Networked Power-Gated MRAMs for Memory-Based Computing

Jean Philippe Diguet; Naoya Onizawa; Mostafa Rizk; Johanna Sepulveda; Amer Baghdadi; Takahiro Hanyu

doi:10.1109/TVLSI.2018.2856458

Networked Power-Gated MRAMs for Memory-Based Computing

Jean Philippe Diguet, Naoya Onizawa, Mostafa Rizk, Johanna Sepulveda, Amer Baghdadi, Takahiro Hanyu

Research output: Contribution to journal › Article › peer-review

6 Citations (Scopus)

Abstract

Emerging nonvolatile memory technologies open new perspectives for original computing architectures. In this paper, we propose a new type of flexible and energy-efficient architecture that relies on power-gated distributed magnetoresistive random access memory (MRAM). The proposed architecture uses a network-on-chip (NoC) to interconnect MRAM-based clusters, processing elements, and managers. The NoC distributes application-specific commands to MRAM devices by means of packets. Configurable network interfaces allow to transform MRAM devices into smart units able to respond to incoming commands. In this context, three types of MRAM designs are proposed with different power-gating policies and granularities. A relevant database search engine case study is considered to illustrate the benefits of this proposed architecture. It is implemented with a sparse-neural-network approach and simulated in SystemC with different scenarios including hundreds of database queries. Hardware designs and accurate power estimations have been conducted. The obtained results demonstrate important power reduction with database hit rates of about 94%. Targeting 65-nm technology, energy savings reach 87% when compared with an static random access memory-based implementation. Moreover, a new asymmetric read/write MRAM type provides from 39% to 50% energy reduction with respect to the other fixed-granularity models. This results in a low-power, highly scalable, and configurable implementation of memory-based computing.

Dataset section
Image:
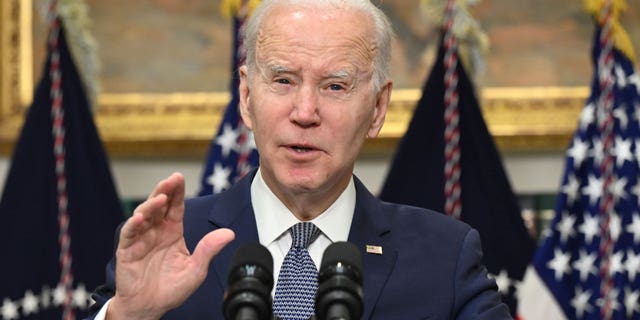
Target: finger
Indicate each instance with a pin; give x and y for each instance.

Problem set
• a. From the MRAM abstract, extract the passage running from "doi:10.1109/TVLSI.2018.2856458" to "6 Citations (Scopus)" and reproduce it without changes.
• b. Based on the MRAM abstract, answer yes or no to each statement below and quote the exact words that decide it. (i) The network-on-chip connects MRAM-based clusters, processing elements, and managers. (ii) The database search engine case study was simulated in Verilog. (iii) Four types of MRAM designs are proposed.
• c. Carry on the MRAM abstract from the point where it stops.

Written answers
• a.
doi:10.1109/TVLSI.2018.2856458

Networked Power-Gated MRAMs for Memory-Based Computing

Jean Philippe Diguet, Naoya Onizawa, Mostafa Rizk, Johanna Sepulveda, Amer Baghdadi, Takahiro Hanyu

Research output: Contribution to journal › Article › peer-review

6 Citations (Scopus)

• b.
(i) Yes: "uses a network-on-chip (NoC) to interconnect MRAM-based clusters, processing elements, and managers"
(ii) No: "simulated in SystemC with different scenarios including hundreds of database queries"
(iii) No: "three types of MRAM designs are proposed with different power-gating policies and granularities"

• c.
Original language	English
Article number	8428653
Pages (from-to)	2696-2708
Number of pages	13
Journal	IEEE Transactions on Very Large Scale Integration (VLSI) Systems
Volume	26
Issue number	12
DOIs	https://doi.org/10.1109/TVLSI.2018.2856458
Publication status	Published - 2018 Dec

Keywords

Database
magnetoresistive random access memory (MRAM)
network-on-chip (NoC)
power gating (PG)
sparse neural networks (SNNs)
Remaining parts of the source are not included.